*Exercise brief:* Count the lines of the records below that contain the string "instance". How many are there? Reply with the number alone.

*Data excerpts:*
++++

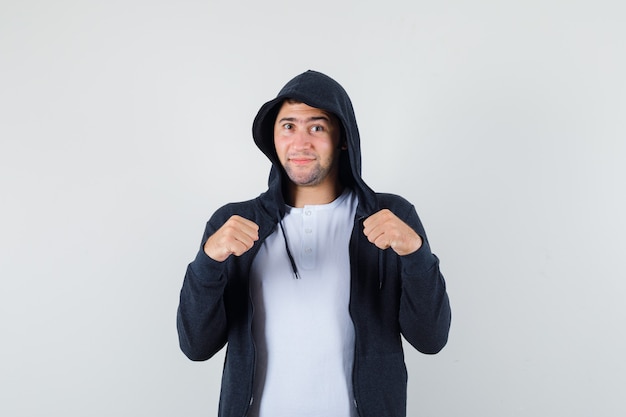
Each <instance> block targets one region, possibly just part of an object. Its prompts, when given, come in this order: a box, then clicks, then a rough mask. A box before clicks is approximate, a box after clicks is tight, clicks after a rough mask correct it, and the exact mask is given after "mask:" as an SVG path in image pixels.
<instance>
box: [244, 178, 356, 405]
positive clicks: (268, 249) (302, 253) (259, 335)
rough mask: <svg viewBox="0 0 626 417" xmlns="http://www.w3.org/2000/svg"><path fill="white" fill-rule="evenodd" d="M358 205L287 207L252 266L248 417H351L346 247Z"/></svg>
mask: <svg viewBox="0 0 626 417" xmlns="http://www.w3.org/2000/svg"><path fill="white" fill-rule="evenodd" d="M356 206H357V197H356V195H355V193H353V192H350V191H348V190H347V191H345V192H344V193H343V194H342V195H341V196H340V197H339V198H337V199H336V200H335V201H333V202H332V203H329V204H323V205H311V206H304V207H303V208H293V207H289V208H288V209H287V213H286V214H285V217H284V218H283V227H284V230H285V234H286V236H287V241H288V243H289V248H290V250H291V252H292V254H293V256H294V259H295V262H296V265H297V267H298V272H299V275H300V279H295V278H294V274H293V270H292V267H291V264H290V262H289V258H288V256H287V251H286V249H285V240H284V238H283V235H282V232H281V231H280V227H277V230H276V231H275V232H274V233H273V234H272V235H271V236H269V237H268V238H267V239H266V240H265V241H264V242H263V244H262V245H261V248H260V249H259V253H258V254H257V256H256V258H255V260H254V262H253V263H252V270H251V283H250V285H251V287H250V288H251V296H252V302H253V305H254V317H253V336H254V342H255V346H256V352H257V358H256V373H255V378H254V398H253V403H252V406H251V409H250V416H252V417H294V416H298V417H309V416H310V417H355V416H356V415H357V414H356V410H355V408H354V398H353V392H352V365H353V361H354V326H353V324H352V320H351V319H350V314H349V312H348V304H349V301H350V261H349V252H348V247H349V242H350V235H351V233H352V228H353V225H354V216H355V213H356Z"/></svg>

++++

*Expected answer:* 2